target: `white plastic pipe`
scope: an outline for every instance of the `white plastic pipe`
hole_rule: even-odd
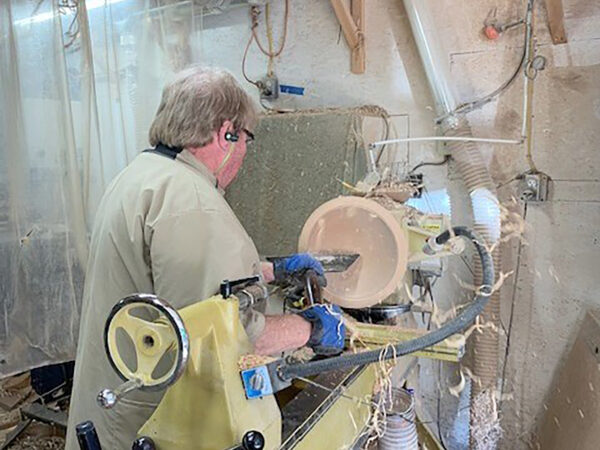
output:
[[[523,143],[523,139],[495,139],[495,138],[477,138],[467,136],[427,136],[427,137],[412,137],[388,139],[385,141],[377,141],[369,144],[369,148],[381,147],[386,144],[395,144],[397,142],[422,142],[422,141],[462,141],[462,142],[487,142],[490,144],[511,144],[518,145]]]
[[[440,113],[449,113],[457,106],[456,95],[450,84],[448,56],[438,45],[440,39],[431,20],[431,5],[427,3],[423,0],[404,0],[404,7],[436,102],[436,109]]]

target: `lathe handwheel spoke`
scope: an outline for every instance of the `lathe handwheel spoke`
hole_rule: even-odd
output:
[[[134,315],[138,309],[149,309],[158,318],[143,319]],[[135,365],[124,360],[117,344],[119,330],[133,343]],[[137,379],[141,389],[159,390],[179,378],[189,353],[187,332],[179,314],[168,303],[154,295],[136,294],[121,300],[112,309],[106,322],[104,343],[108,359],[121,378]],[[174,353],[174,355],[171,355]],[[165,356],[167,355],[167,356]],[[168,370],[164,369],[172,358]]]

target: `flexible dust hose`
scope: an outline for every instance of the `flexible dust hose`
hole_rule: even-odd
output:
[[[470,127],[463,122],[455,129],[447,130],[446,135],[469,136]],[[450,143],[448,150],[452,155],[457,171],[469,192],[473,211],[473,228],[488,246],[498,242],[501,235],[501,211],[496,196],[496,187],[487,170],[479,148],[472,142]],[[495,267],[500,267],[501,248],[496,246],[492,253]],[[482,279],[482,267],[477,260],[473,264],[475,285]],[[500,324],[500,290],[496,290],[481,314],[483,323]],[[473,333],[470,346],[473,351],[471,370],[477,382],[471,383],[471,405],[481,401],[481,394],[493,391],[498,372],[498,332],[493,328],[484,328]],[[479,400],[478,400],[479,399]],[[477,422],[475,408],[471,408],[471,424]],[[471,427],[473,430],[474,427]],[[471,435],[472,447],[476,446]],[[496,448],[496,447],[491,447]]]
[[[431,347],[471,325],[475,318],[483,311],[492,293],[494,285],[494,262],[481,238],[469,228],[454,227],[452,228],[452,231],[444,231],[441,233],[435,238],[435,241],[437,244],[443,245],[452,235],[462,236],[473,243],[479,254],[481,267],[483,269],[482,283],[475,295],[475,299],[456,318],[444,324],[441,328],[427,333],[424,336],[420,336],[407,342],[401,342],[394,346],[387,346],[384,350],[371,350],[302,364],[284,364],[278,368],[279,376],[284,380],[290,380],[292,378],[316,375],[329,370],[347,369],[371,364],[382,359],[387,360],[398,356],[408,355],[409,353]]]

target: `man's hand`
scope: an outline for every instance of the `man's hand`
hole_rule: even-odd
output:
[[[344,350],[346,326],[339,306],[318,304],[299,314],[312,324],[307,345],[317,355],[337,355]]]
[[[314,270],[317,275],[325,275],[321,263],[309,253],[296,253],[283,258],[273,258],[272,261],[275,281],[283,281],[290,275],[298,274],[308,269]]]
[[[260,271],[262,273],[263,281],[265,283],[271,283],[275,280],[275,274],[273,273],[273,263],[268,261],[261,261]]]

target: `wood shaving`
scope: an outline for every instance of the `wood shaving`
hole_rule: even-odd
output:
[[[474,450],[494,450],[502,438],[496,397],[483,391],[471,401],[471,439]]]
[[[65,440],[62,437],[25,436],[8,447],[8,450],[63,450]]]

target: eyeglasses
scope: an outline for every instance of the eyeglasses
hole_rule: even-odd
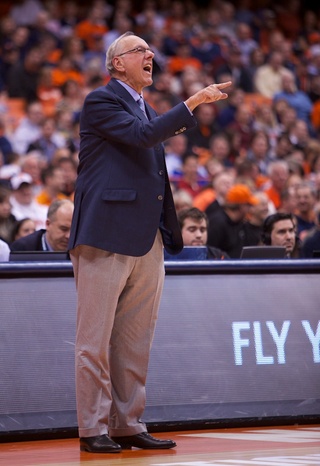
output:
[[[134,49],[127,50],[126,52],[119,53],[119,55],[117,55],[117,56],[121,57],[122,55],[125,55],[127,53],[142,53],[144,55],[146,52],[151,52],[151,53],[154,54],[154,51],[149,49],[148,47],[135,47]]]

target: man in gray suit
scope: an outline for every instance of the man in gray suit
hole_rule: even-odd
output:
[[[194,127],[194,108],[227,98],[220,89],[230,85],[210,85],[157,116],[140,102],[152,84],[153,57],[133,33],[113,42],[111,80],[86,97],[80,119],[69,250],[78,293],[80,449],[93,453],[175,446],[152,437],[141,421],[163,246],[171,254],[183,247],[162,142]]]

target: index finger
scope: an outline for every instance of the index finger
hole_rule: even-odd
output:
[[[231,86],[232,81],[226,81],[225,83],[216,84],[218,89],[224,89],[225,87]]]

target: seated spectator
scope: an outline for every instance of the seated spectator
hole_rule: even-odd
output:
[[[293,144],[290,141],[289,134],[287,132],[280,133],[273,148],[274,158],[277,160],[283,160],[290,155],[292,151]]]
[[[285,134],[289,137],[291,127],[297,121],[296,110],[293,107],[291,107],[291,105],[289,105],[285,100],[282,100],[282,99],[277,100],[274,103],[273,108],[274,108],[274,111],[276,112],[276,117],[279,122],[280,134]]]
[[[84,42],[86,50],[93,50],[95,37],[104,36],[108,30],[104,2],[96,2],[92,3],[88,14],[75,26],[74,33]]]
[[[254,113],[253,129],[255,131],[264,131],[267,134],[272,153],[274,154],[281,129],[272,105],[266,102],[257,104]]]
[[[42,8],[43,6],[38,0],[21,0],[13,4],[9,14],[17,25],[31,26]]]
[[[32,151],[20,159],[21,172],[28,173],[32,178],[34,194],[42,189],[41,171],[47,166],[47,162],[38,151]]]
[[[29,144],[41,135],[41,125],[44,120],[44,111],[41,102],[34,101],[28,104],[26,115],[21,119],[16,129],[10,135],[14,152],[25,155]]]
[[[229,170],[218,172],[211,185],[200,191],[193,200],[193,206],[211,215],[224,205],[225,197],[234,183],[234,174]]]
[[[272,161],[271,147],[268,134],[259,130],[252,134],[250,147],[247,151],[247,158],[255,162],[262,175],[267,175],[268,166]]]
[[[296,110],[297,118],[305,121],[311,130],[312,101],[308,94],[298,89],[293,73],[282,76],[282,89],[273,96],[273,102],[285,100]]]
[[[24,236],[31,235],[36,231],[36,224],[31,218],[22,218],[18,220],[12,230],[12,238],[10,243]],[[10,248],[9,248],[10,249]]]
[[[170,23],[170,25],[169,25]],[[172,57],[176,54],[177,47],[187,41],[185,18],[183,21],[174,18],[166,18],[164,30],[163,51],[165,55]]]
[[[207,246],[208,217],[196,207],[181,210],[178,221],[184,246],[206,246],[207,259],[228,259],[229,256],[218,248]]]
[[[42,104],[43,112],[46,117],[54,117],[56,105],[62,99],[62,90],[55,86],[52,81],[50,66],[44,66],[38,81],[37,96]]]
[[[217,33],[223,37],[227,43],[236,42],[236,7],[233,2],[223,0],[217,6],[221,21],[217,24]]]
[[[231,76],[230,79],[232,79]],[[228,99],[223,103],[223,107],[220,108],[216,117],[217,124],[220,128],[225,128],[235,123],[237,109],[244,103],[245,93],[242,89],[231,88],[228,94]]]
[[[0,185],[0,239],[8,244],[16,223],[16,218],[11,210],[10,196],[11,190],[7,186]]]
[[[72,37],[74,27],[80,20],[81,5],[74,0],[67,0],[60,5],[60,8],[60,35],[63,38]]]
[[[293,145],[293,150],[305,150],[312,139],[307,123],[300,118],[296,118],[289,126],[288,135]]]
[[[0,151],[3,155],[3,162],[5,164],[8,163],[8,157],[13,152],[13,149],[9,138],[6,135],[5,119],[2,116],[0,117]]]
[[[71,110],[73,114],[78,114],[83,106],[84,91],[78,81],[68,79],[61,86],[61,99],[56,104],[57,112]]]
[[[182,171],[182,158],[187,150],[187,137],[177,134],[165,142],[166,166],[170,180],[175,179]]]
[[[297,220],[297,235],[302,241],[304,236],[315,226],[314,208],[317,197],[316,190],[308,181],[296,188],[297,207],[295,216]]]
[[[219,131],[210,138],[209,154],[224,167],[233,167],[234,160],[231,159],[231,143],[224,132]]]
[[[209,67],[218,60],[222,60],[222,51],[218,39],[212,37],[212,32],[206,25],[198,25],[190,38],[192,55]]]
[[[175,189],[173,187],[172,193],[177,213],[180,212],[180,210],[191,209],[193,198],[187,191],[184,189]]]
[[[278,27],[292,42],[298,39],[303,26],[301,6],[301,1],[289,0],[285,3],[280,2],[277,8]]]
[[[44,228],[48,208],[35,200],[31,175],[21,172],[13,176],[10,182],[13,190],[10,202],[16,220],[29,217],[35,223],[37,230]]]
[[[247,239],[252,246],[260,244],[262,225],[270,214],[268,196],[265,193],[258,191],[255,193],[254,197],[258,199],[259,202],[250,207],[245,225]]]
[[[312,179],[320,171],[320,140],[311,139],[304,149],[304,171]]]
[[[143,10],[144,11],[144,10]],[[104,56],[106,54],[106,50],[108,50],[109,46],[112,44],[114,40],[116,40],[118,37],[120,37],[122,34],[124,34],[126,31],[132,31],[134,28],[134,20],[131,16],[124,14],[123,12],[118,12],[117,8],[114,10],[113,17],[110,19],[110,29],[101,35],[95,35],[95,38],[102,38],[102,47],[101,47],[101,52],[104,52]],[[91,50],[87,52],[91,55]],[[93,49],[93,53],[96,52],[96,48]],[[85,54],[85,58],[86,55]],[[104,59],[105,61],[105,59]]]
[[[179,81],[177,77],[173,76],[166,69],[154,76],[153,84],[148,90],[158,113],[158,102],[164,100],[168,102],[168,108],[172,108],[181,101],[177,92],[175,92],[175,89],[179,86]]]
[[[66,199],[63,194],[65,184],[63,171],[59,167],[48,165],[41,172],[42,190],[36,197],[36,201],[45,206],[49,206],[56,199]]]
[[[286,248],[287,258],[299,257],[295,218],[292,214],[276,212],[269,215],[262,226],[262,243],[265,246]]]
[[[234,44],[230,44],[224,51],[226,62],[217,67],[214,78],[220,82],[221,76],[228,74],[231,76],[233,85],[244,92],[254,91],[253,78],[242,61],[241,50]]]
[[[199,174],[198,156],[187,153],[183,158],[182,175],[177,179],[177,189],[184,189],[195,197],[207,185],[207,178]]]
[[[283,212],[286,214],[294,215],[296,210],[297,210],[296,189],[293,187],[288,187],[281,194],[280,207],[278,207],[277,212]]]
[[[305,235],[300,247],[300,257],[312,259],[314,251],[320,251],[320,204],[314,209],[314,227]]]
[[[85,44],[82,39],[72,34],[69,37],[64,38],[62,42],[62,48],[60,50],[60,56],[67,56],[72,62],[73,68],[76,71],[85,71],[84,65],[84,52]]]
[[[38,86],[44,56],[39,46],[27,50],[22,62],[8,71],[6,90],[9,98],[21,98],[31,103],[38,98]]]
[[[252,52],[258,48],[258,42],[253,38],[253,32],[248,23],[242,21],[237,22],[236,42],[237,48],[241,53],[241,62],[247,67]]]
[[[52,202],[48,209],[46,228],[14,241],[10,250],[67,251],[73,210],[73,202],[68,199]]]
[[[283,65],[283,55],[273,50],[268,56],[267,63],[259,66],[253,76],[254,90],[264,97],[273,99],[282,90],[282,76],[290,71]]]
[[[281,205],[281,195],[286,188],[289,178],[289,165],[285,160],[274,160],[270,162],[267,175],[270,182],[266,184],[264,192],[278,209]]]
[[[168,71],[174,76],[179,76],[186,67],[195,68],[196,70],[202,68],[201,61],[192,56],[192,48],[188,42],[179,44],[176,47],[175,54],[169,57],[167,62]]]
[[[1,159],[1,151],[0,151]],[[18,175],[21,172],[21,158],[16,152],[11,152],[7,156],[7,163],[1,166],[0,163],[0,178],[9,180],[12,176]]]
[[[64,178],[64,187],[62,194],[64,194],[68,199],[73,201],[75,184],[78,177],[78,163],[74,158],[70,157],[60,157],[55,162],[55,166],[60,168],[63,173]]]
[[[250,206],[258,199],[246,185],[233,185],[227,192],[223,208],[209,216],[208,244],[225,251],[231,258],[240,258],[244,246],[255,246],[246,232]]]
[[[219,131],[220,127],[216,122],[215,107],[211,104],[202,104],[197,107],[194,116],[197,119],[197,126],[186,134],[188,150],[199,155],[201,159],[202,152],[208,153],[211,138]],[[205,161],[206,159],[204,159]]]
[[[29,144],[27,153],[38,151],[49,163],[52,161],[55,151],[64,147],[65,144],[65,139],[57,131],[55,119],[49,117],[42,122],[40,136]]]
[[[238,158],[234,165],[236,171],[237,184],[246,184],[252,191],[261,189],[269,178],[262,175],[256,161],[249,160],[248,158]]]
[[[254,134],[253,129],[253,112],[248,104],[242,104],[237,107],[234,115],[234,122],[226,127],[226,132],[231,138],[232,135],[238,137],[238,155],[246,156],[252,137]],[[231,154],[231,157],[234,155]]]
[[[10,256],[10,248],[8,243],[0,239],[0,262],[7,262]]]
[[[51,71],[52,84],[62,87],[67,81],[73,80],[84,84],[82,73],[77,69],[69,55],[62,55],[58,64]]]
[[[251,50],[249,57],[249,61],[246,65],[247,70],[251,76],[251,80],[253,82],[254,75],[260,66],[264,65],[265,63],[265,56],[262,48],[260,46],[256,47],[255,49]],[[255,91],[255,89],[253,89]],[[253,92],[255,94],[255,92]],[[261,95],[261,94],[259,94]]]

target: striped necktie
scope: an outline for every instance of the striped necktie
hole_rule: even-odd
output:
[[[143,97],[140,96],[139,99],[137,100],[137,102],[138,102],[139,107],[140,107],[141,110],[143,111],[143,113],[144,113],[146,119],[149,120],[149,118],[148,118],[148,116],[147,116],[146,107],[145,107],[145,104],[144,104]]]

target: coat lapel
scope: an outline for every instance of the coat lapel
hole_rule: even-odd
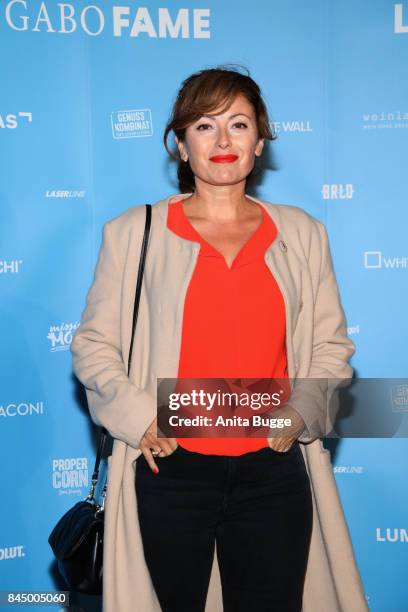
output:
[[[187,240],[167,228],[168,206],[172,199],[184,199],[191,194],[180,194],[167,198],[154,207],[152,256],[147,259],[146,274],[153,297],[153,312],[158,315],[153,329],[160,330],[162,342],[167,346],[181,342],[181,328],[184,300],[189,282],[197,263],[200,243]],[[260,204],[270,215],[277,228],[277,236],[265,252],[265,263],[273,274],[285,303],[286,351],[289,378],[296,376],[296,363],[292,344],[293,329],[299,312],[301,279],[299,266],[294,266],[295,254],[289,236],[281,228],[279,209],[273,204],[262,202],[252,196],[251,200]],[[292,265],[291,265],[292,261]],[[150,264],[150,265],[149,265]],[[173,308],[172,312],[168,308]],[[170,317],[170,319],[168,319]],[[168,320],[167,320],[168,319]],[[176,324],[177,322],[177,324]],[[176,325],[175,325],[176,324]],[[176,349],[176,346],[173,346]],[[176,378],[177,364],[174,350],[161,351],[158,355],[157,371],[162,378]]]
:::::
WHAT YOU SHOULD DO
Go through the records above, find every line with the word "pipe", and list those lines.

EXERCISE OUTPUT
target: `white plastic pipe`
scope: an outline for every instance of the `white plastic pipe`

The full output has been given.